YOUR ASSIGNMENT: Where the line containing "the wooden vanity" appears in the records below, begin there and write out each line exactly until the last one, and nothing more.

INPUT FOR THIS TASK:
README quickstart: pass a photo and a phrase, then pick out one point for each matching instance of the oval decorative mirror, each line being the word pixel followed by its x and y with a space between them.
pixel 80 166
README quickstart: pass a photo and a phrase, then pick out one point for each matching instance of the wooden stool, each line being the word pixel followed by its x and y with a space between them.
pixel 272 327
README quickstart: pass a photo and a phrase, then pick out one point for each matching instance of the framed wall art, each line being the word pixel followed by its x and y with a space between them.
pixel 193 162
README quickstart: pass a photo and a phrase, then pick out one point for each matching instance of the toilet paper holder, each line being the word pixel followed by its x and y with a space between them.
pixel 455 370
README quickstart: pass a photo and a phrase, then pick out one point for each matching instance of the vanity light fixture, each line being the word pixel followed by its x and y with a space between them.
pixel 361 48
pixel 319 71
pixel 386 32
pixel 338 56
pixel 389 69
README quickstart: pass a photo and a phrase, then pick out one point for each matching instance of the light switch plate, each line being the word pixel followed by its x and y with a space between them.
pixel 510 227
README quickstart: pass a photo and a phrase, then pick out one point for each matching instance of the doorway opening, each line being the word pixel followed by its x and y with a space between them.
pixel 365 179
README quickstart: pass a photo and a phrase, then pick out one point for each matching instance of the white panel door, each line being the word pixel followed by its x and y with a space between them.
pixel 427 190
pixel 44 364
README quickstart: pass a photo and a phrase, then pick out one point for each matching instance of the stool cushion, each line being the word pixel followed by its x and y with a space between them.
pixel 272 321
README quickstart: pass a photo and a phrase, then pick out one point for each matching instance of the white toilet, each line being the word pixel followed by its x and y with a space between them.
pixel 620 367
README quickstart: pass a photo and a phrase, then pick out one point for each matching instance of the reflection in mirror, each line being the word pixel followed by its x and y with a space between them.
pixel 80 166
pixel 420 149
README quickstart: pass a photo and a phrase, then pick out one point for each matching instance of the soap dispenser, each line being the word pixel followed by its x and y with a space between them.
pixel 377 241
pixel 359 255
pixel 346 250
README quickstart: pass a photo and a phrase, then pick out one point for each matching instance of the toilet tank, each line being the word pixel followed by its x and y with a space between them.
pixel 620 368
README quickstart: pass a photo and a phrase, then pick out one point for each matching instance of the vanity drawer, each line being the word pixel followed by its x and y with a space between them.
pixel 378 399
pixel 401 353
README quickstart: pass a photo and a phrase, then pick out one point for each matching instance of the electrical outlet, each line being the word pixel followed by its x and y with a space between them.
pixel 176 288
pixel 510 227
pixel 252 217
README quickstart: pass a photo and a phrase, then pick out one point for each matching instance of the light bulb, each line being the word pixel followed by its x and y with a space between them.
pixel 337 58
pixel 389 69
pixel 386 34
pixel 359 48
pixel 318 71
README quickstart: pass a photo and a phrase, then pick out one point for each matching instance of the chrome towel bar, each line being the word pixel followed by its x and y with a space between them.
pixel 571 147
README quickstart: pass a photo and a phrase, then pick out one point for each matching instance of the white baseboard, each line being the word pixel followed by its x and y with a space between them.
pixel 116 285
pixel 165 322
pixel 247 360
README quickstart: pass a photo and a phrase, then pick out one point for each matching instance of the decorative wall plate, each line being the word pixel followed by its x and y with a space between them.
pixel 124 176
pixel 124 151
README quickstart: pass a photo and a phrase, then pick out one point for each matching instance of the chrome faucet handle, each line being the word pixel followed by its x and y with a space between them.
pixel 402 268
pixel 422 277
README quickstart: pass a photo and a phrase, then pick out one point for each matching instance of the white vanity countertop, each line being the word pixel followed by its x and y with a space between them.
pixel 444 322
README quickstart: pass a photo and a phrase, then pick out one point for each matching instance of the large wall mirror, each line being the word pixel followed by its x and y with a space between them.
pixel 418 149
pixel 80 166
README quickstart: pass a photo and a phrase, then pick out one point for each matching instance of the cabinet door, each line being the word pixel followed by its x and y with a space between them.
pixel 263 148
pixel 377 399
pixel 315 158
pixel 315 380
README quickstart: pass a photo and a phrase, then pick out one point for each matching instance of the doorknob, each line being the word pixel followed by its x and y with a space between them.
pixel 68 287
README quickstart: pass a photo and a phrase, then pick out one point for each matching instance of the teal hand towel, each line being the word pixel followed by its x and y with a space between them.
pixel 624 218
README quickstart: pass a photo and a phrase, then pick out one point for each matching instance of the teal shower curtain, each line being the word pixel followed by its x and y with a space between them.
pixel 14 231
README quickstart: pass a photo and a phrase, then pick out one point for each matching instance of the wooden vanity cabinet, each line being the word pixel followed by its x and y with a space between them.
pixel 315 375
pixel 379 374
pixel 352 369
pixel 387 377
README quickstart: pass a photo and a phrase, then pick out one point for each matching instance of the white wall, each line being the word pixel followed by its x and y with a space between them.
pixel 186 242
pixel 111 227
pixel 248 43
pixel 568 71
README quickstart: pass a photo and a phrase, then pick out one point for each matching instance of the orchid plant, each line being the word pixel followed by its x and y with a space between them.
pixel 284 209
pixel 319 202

EXERCISE ANSWER:
README quickstart: pass a photo and a phrase, then pick out one point for each matching instance of the wooden vanity cabinet, each line being the word pixel followed by its x and y with a space between them.
pixel 315 375
pixel 379 374
pixel 352 369
pixel 387 377
README quickstart: pass a photo and a phrase, then pick out one point for each matching instance of the white wall, each line being the word pixel followed by its x and y with a space between them.
pixel 186 242
pixel 111 227
pixel 248 43
pixel 568 71
README quickstart: pass a photo and a phrase, then pick out one point for each matching instance of the orchid plant, each line being the word pixel followed by its x and y with a space between them.
pixel 284 209
pixel 319 202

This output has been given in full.